Task prompt:
Return every line of the listing below as a JSON list of strings, one string per line, with blank lines skipped and the pictures left out.
>> begin
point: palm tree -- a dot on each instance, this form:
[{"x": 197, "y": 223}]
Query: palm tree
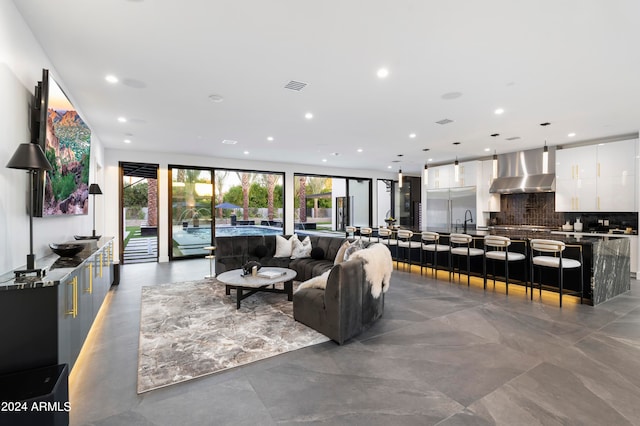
[{"x": 302, "y": 197}]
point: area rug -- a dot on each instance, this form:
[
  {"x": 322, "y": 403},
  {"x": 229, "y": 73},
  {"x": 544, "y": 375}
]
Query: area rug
[{"x": 192, "y": 329}]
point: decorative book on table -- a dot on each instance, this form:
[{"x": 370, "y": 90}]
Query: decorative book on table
[{"x": 270, "y": 274}]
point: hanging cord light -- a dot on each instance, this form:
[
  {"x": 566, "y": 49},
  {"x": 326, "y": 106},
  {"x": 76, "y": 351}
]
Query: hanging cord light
[
  {"x": 456, "y": 170},
  {"x": 494, "y": 165}
]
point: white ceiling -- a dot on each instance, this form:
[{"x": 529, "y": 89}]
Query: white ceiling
[{"x": 573, "y": 63}]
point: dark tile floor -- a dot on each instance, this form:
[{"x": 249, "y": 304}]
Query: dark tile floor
[{"x": 442, "y": 354}]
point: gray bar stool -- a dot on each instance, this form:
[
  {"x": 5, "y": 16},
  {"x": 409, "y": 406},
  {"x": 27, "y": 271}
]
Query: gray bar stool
[
  {"x": 496, "y": 248},
  {"x": 543, "y": 259},
  {"x": 430, "y": 244},
  {"x": 461, "y": 246}
]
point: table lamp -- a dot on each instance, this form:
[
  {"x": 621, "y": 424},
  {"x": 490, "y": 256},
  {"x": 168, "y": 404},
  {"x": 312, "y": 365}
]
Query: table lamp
[
  {"x": 29, "y": 157},
  {"x": 94, "y": 189}
]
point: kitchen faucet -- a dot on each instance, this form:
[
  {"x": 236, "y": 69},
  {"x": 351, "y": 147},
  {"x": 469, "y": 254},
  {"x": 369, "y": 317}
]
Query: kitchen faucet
[{"x": 464, "y": 228}]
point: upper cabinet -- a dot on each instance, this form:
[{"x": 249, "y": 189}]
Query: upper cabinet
[
  {"x": 445, "y": 176},
  {"x": 597, "y": 177}
]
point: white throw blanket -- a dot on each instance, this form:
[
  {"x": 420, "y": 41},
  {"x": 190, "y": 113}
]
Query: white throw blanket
[{"x": 378, "y": 266}]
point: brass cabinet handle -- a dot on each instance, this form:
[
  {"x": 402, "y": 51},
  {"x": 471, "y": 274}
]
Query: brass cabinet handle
[
  {"x": 74, "y": 297},
  {"x": 90, "y": 289}
]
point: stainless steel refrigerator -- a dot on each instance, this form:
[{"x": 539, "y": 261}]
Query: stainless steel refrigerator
[{"x": 446, "y": 208}]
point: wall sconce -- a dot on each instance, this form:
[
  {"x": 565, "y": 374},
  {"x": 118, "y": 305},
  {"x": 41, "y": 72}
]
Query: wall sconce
[
  {"x": 456, "y": 170},
  {"x": 29, "y": 157},
  {"x": 494, "y": 165}
]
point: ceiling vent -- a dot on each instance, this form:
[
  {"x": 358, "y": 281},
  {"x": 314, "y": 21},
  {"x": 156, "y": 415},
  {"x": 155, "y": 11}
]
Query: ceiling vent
[{"x": 295, "y": 85}]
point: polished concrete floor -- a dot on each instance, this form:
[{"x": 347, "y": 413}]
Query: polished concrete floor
[{"x": 443, "y": 353}]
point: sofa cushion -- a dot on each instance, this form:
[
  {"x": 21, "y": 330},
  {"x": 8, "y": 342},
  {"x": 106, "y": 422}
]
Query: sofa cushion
[
  {"x": 283, "y": 246},
  {"x": 300, "y": 249},
  {"x": 317, "y": 253}
]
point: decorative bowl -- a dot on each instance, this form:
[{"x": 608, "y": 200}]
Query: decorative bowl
[{"x": 66, "y": 250}]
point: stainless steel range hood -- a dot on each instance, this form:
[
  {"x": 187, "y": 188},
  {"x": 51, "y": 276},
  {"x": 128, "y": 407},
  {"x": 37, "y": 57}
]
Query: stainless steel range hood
[{"x": 521, "y": 172}]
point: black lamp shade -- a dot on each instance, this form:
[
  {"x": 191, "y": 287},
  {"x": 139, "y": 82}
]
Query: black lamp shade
[
  {"x": 94, "y": 189},
  {"x": 29, "y": 156}
]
>> end
Solution for this exercise:
[
  "point: palm tree -- a dot on each instance, this form:",
  "[{\"x\": 197, \"y\": 223}]",
  "Query: palm tree",
  "[{\"x\": 302, \"y\": 197}]",
  "point: area rug -- a dot on each instance, this form:",
  "[",
  "  {\"x\": 322, \"y\": 403},",
  "  {\"x\": 229, \"y\": 73},",
  "  {\"x\": 544, \"y\": 375}",
  "]",
  "Query: area rug",
  "[{\"x\": 192, \"y\": 329}]",
  "point: decorative book on table -- a dot on each instance, this form:",
  "[{\"x\": 370, \"y\": 90}]",
  "Query: decorative book on table",
  "[{\"x\": 270, \"y\": 274}]",
  "point: hanging cord light -- a dot on each instance, this form:",
  "[",
  "  {\"x\": 566, \"y\": 49},",
  "  {\"x\": 326, \"y\": 106},",
  "  {\"x\": 76, \"y\": 351}",
  "]",
  "Query: hanging cord light",
  "[",
  "  {\"x\": 456, \"y\": 170},",
  "  {\"x\": 494, \"y\": 165}",
  "]",
  "point: white ceiling -- a dot on each instance, this form:",
  "[{\"x\": 529, \"y\": 89}]",
  "Query: white ceiling",
  "[{\"x\": 573, \"y\": 63}]",
  "point: dark tile floor -- a dot on each instance, this form:",
  "[{\"x\": 249, \"y\": 304}]",
  "Query: dark tile floor",
  "[{\"x\": 442, \"y\": 354}]",
  "point: gray bar stool -- a dot on each instance, this form:",
  "[",
  "  {\"x\": 5, \"y\": 16},",
  "  {\"x\": 409, \"y\": 406},",
  "  {\"x\": 27, \"y\": 271}",
  "]",
  "Query: gray bar stool",
  "[",
  "  {\"x\": 496, \"y\": 248},",
  "  {\"x\": 543, \"y\": 259},",
  "  {\"x\": 430, \"y\": 244},",
  "  {\"x\": 461, \"y\": 246}",
  "]",
  "point: table lamp -- a dot on each instance, this form:",
  "[",
  "  {\"x\": 621, \"y\": 424},",
  "  {\"x\": 490, \"y\": 256},",
  "  {\"x\": 168, \"y\": 404},",
  "  {\"x\": 312, \"y\": 365}",
  "]",
  "Query: table lamp",
  "[",
  "  {\"x\": 29, \"y\": 157},",
  "  {\"x\": 94, \"y\": 189}",
  "]",
  "point: kitchen faucet -- a dot on each instance, this form:",
  "[",
  "  {\"x\": 236, \"y\": 69},",
  "  {\"x\": 351, \"y\": 147},",
  "  {\"x\": 469, \"y\": 254},",
  "  {\"x\": 369, \"y\": 317}",
  "]",
  "Query: kitchen faucet",
  "[{\"x\": 464, \"y\": 228}]",
  "point: upper cabinet -- a dot on each instance, this form:",
  "[{\"x\": 249, \"y\": 189}]",
  "Query: upper cabinet",
  "[",
  "  {\"x\": 445, \"y\": 176},",
  "  {\"x\": 597, \"y\": 177}",
  "]",
  "point: white throw blanket -- a dot on each instance, this form:",
  "[",
  "  {\"x\": 420, \"y\": 41},",
  "  {\"x\": 190, \"y\": 113}",
  "]",
  "Query: white throw blanket",
  "[{\"x\": 378, \"y\": 266}]",
  "point: brass cabinet handle -- a dot on each instance, this form:",
  "[",
  "  {\"x\": 402, \"y\": 51},",
  "  {\"x\": 471, \"y\": 274}",
  "]",
  "Query: brass cabinet handle",
  "[",
  "  {\"x\": 74, \"y\": 297},",
  "  {\"x\": 90, \"y\": 289}",
  "]",
  "point: stainless steel refrigerator -- a dot on each instance, this form:",
  "[{\"x\": 539, \"y\": 261}]",
  "Query: stainless steel refrigerator",
  "[{\"x\": 446, \"y\": 208}]",
  "point: wall sconce -- a dot on each instance, this form:",
  "[",
  "  {\"x\": 565, \"y\": 374},",
  "  {\"x\": 118, \"y\": 305},",
  "  {\"x\": 41, \"y\": 72}",
  "]",
  "Query: wall sconce",
  "[",
  "  {\"x\": 456, \"y\": 170},",
  "  {\"x\": 29, \"y\": 157},",
  "  {\"x\": 494, \"y\": 165}",
  "]",
  "point: ceiling vent -- a dot on each instance, this form:",
  "[",
  "  {\"x\": 358, \"y\": 281},",
  "  {\"x\": 314, \"y\": 21},",
  "  {\"x\": 156, \"y\": 415},",
  "  {\"x\": 155, \"y\": 11}",
  "]",
  "Query: ceiling vent",
  "[{\"x\": 295, \"y\": 85}]",
  "point: polished concrete floor -- a dot on each instance, this form:",
  "[{\"x\": 347, \"y\": 413}]",
  "Query: polished concrete floor",
  "[{\"x\": 443, \"y\": 353}]",
  "point: sofa cushion -- a dot on each instance, this form:",
  "[",
  "  {\"x\": 21, \"y\": 330},",
  "  {\"x\": 8, \"y\": 342},",
  "  {\"x\": 106, \"y\": 422}",
  "]",
  "Query: sofa cushion",
  "[",
  "  {\"x\": 283, \"y\": 246},",
  "  {\"x\": 300, \"y\": 249},",
  "  {\"x\": 317, \"y\": 253}",
  "]",
  "point: decorative bowl -- a dot on each instance, this form:",
  "[{\"x\": 608, \"y\": 200}]",
  "Query: decorative bowl",
  "[{\"x\": 66, \"y\": 250}]",
  "point: stainless steel range hood -- a dot on each instance, this form:",
  "[",
  "  {\"x\": 187, \"y\": 188},",
  "  {\"x\": 51, \"y\": 276},",
  "  {\"x\": 128, \"y\": 407},",
  "  {\"x\": 37, \"y\": 57}",
  "]",
  "Query: stainless steel range hood",
  "[{\"x\": 521, \"y\": 172}]",
  "point: black lamp shade -- a dot on each instance, this form:",
  "[",
  "  {\"x\": 191, \"y\": 287},",
  "  {\"x\": 139, \"y\": 82}",
  "]",
  "Query: black lamp shade",
  "[",
  "  {\"x\": 94, \"y\": 189},",
  "  {\"x\": 29, \"y\": 156}",
  "]"
]